▸ Text section
_ _ _ _ _ _ _

Grand County School District says vaping devices showed false positive for meth

A vaping device. Photo Courtesy: Wikipedia

MOAB, Utah, Oct. 14, 2019 (Gephardt Daily) — Grand County School District officials said Monday vaping devices falsely tested positive for methamphetamine earlier this month after a warning was sent to parents.

A news release from the district Monday said: “Recently, vaping devices found at the school tested positive for methamphetamine and THC. The vaping devices have since been retested and the results were negative for methamphetamine, though the THC was confirmed.”

The news release added: “Grand County School District strives to provide students a safe and positive learning environment, which includes efforts to keep schools nicotine and drug free. When students are found with vaping devices, the devices may be tested for nicotine and drugs.”

The news release adds that vaping or possessing a vaping device on school grounds is a safe school violation with a mandatory 10-day suspension.

“The consequence for students is the same regardless of whether the test is positive for nicotine or drugs,” the news release said. “Since the original incidents were reported the schools have facilitated an open dialogue with students and parents about the medical consequences and risks of vaping. Some students have voluntarily turned in their vaping devices and parents with concerns about their student(s) vaping have sought resources from the schools.”

Grand County School District will continue to test all vaping devices and provide appropriate resources to address student vaping, the news release said.

“The safe school violation policy will continue to apply to any students caught vaping or with vaping devices,” the news release said. “Grand County School District is committed to enhancing our prevention efforts, fostering a safe learning environment for students, and promoting community-wide education around vaping.”

The Utah Department of Health announced in early October it has implemented a new, emergency administrative rule aimed at reducing the number of vaping-related lung injury cases.

“The rule requires all tobacco retailers that sell e-cigarette products to post notices regarding the dangers of vaping unregulated THC products, and also restricts the sale of flavored e-cigarette products to retail tobacco specialty businesses,” said a news release from the health department’s Tobacco Prevention and Control Program.

Utah has been hit especially hard in the national outbreak of lung injury cases, with 76 cases of vaping-related lung injuries being reported as Monday, Oct. 7, and another 14 potential cases under review, officials said. It was announced on Oct. 9 that one individual has passed away from a vaping-related lung injury.

Retailers had until Oct. 7 to comply with the emergency rule, which will remain in place for 120 days. State health officials said earlier this month enforcement of that rule will be delayed until Oct. 21.

The UDOH will work to implement a permanent rule while the emergency rule is in place.

_ _ _ _ _ _ _

▸ Parts of the exercise
[A] In the vaping news article, how long is the mandatory suspension for vaping or possessing a vaping device on school grounds?
[B] Retype the stretch of the vaping news article from "MOAB, Utah, Oct." through "sent to parents.", copying every word and punctuation mark precisely.

_ _ _ _ _ _ _

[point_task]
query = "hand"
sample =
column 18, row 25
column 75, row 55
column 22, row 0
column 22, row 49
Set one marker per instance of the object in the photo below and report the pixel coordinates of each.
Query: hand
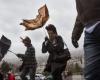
column 75, row 43
column 19, row 55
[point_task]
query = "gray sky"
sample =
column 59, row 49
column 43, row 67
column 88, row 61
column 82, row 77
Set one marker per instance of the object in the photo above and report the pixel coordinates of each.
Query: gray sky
column 62, row 15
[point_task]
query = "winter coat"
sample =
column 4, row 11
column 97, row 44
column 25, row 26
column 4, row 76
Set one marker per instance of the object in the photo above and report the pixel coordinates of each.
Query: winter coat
column 87, row 11
column 53, row 50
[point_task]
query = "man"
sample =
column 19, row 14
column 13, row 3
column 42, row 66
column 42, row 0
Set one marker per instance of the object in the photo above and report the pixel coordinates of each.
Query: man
column 29, row 60
column 53, row 45
column 89, row 18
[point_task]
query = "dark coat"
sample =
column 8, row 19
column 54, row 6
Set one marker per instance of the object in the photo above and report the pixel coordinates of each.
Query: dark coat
column 28, row 58
column 88, row 11
column 53, row 50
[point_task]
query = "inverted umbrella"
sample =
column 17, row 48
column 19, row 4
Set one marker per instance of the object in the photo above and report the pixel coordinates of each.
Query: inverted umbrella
column 39, row 21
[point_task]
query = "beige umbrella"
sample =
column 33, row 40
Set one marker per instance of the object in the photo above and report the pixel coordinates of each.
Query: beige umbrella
column 39, row 21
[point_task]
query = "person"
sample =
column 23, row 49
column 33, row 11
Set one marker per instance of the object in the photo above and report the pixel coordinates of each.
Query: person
column 53, row 45
column 29, row 60
column 11, row 76
column 88, row 18
column 1, row 75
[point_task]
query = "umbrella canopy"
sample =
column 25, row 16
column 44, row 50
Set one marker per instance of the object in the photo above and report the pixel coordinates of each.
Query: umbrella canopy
column 5, row 44
column 39, row 21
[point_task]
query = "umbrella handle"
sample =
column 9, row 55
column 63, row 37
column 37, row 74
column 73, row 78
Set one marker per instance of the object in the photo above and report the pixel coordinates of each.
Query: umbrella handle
column 12, row 52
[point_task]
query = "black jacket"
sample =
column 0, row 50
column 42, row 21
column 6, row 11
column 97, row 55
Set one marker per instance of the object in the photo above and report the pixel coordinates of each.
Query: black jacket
column 29, row 59
column 53, row 50
column 87, row 11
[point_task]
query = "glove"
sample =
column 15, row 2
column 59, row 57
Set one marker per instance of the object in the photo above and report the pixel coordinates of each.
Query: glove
column 46, row 38
column 75, row 43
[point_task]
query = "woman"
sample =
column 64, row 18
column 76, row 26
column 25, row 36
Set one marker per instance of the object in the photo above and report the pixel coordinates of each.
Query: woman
column 53, row 45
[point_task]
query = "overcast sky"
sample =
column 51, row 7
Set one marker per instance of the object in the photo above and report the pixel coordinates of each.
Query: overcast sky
column 62, row 15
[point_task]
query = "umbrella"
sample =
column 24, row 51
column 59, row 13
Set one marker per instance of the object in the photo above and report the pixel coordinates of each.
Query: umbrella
column 5, row 44
column 39, row 21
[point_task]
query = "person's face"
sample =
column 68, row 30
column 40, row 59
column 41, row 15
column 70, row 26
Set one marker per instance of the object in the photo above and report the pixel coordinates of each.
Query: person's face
column 51, row 34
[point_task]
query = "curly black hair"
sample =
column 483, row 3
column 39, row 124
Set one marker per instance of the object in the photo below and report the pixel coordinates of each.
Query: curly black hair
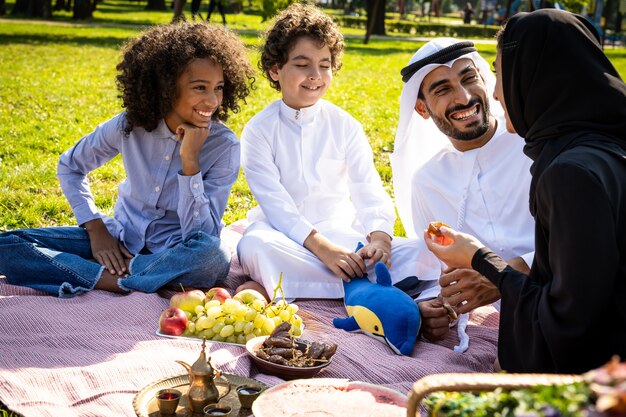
column 297, row 21
column 153, row 61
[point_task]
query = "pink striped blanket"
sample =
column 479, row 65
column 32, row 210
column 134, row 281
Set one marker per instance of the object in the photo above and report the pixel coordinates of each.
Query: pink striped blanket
column 90, row 355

_ _ _ _ _ _ _

▸ Outputs by task
[A] 10 days.

[B]
MOAB, Utah, Oct. 14, 2019 (Gephardt Daily) — Grand County School District officials said Monday vaping devices falsely tested positive for methamphetamine earlier this month after a warning was sent to parents.